* **Exercise**: Render every line of the items below as a Markdown table with the columns No. and Line, numbering each row and omitting blank lines.
%%
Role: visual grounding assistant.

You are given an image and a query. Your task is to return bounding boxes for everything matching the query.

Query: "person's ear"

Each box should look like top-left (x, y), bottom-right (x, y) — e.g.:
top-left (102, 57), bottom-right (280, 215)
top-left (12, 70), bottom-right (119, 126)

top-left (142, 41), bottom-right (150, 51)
%%
* **Answer in full**:
| No. | Line |
|---|---|
| 1 | Role: visual grounding assistant. |
| 2 | You are given an image and a query. Your task is to return bounding boxes for everything matching the query. |
| 3 | Query: "person's ear" |
| 4 | Each box should look like top-left (x, y), bottom-right (x, y) — e.g.: |
| 5 | top-left (102, 57), bottom-right (280, 215) |
| 6 | top-left (12, 70), bottom-right (119, 126) |
| 7 | top-left (142, 41), bottom-right (150, 51) |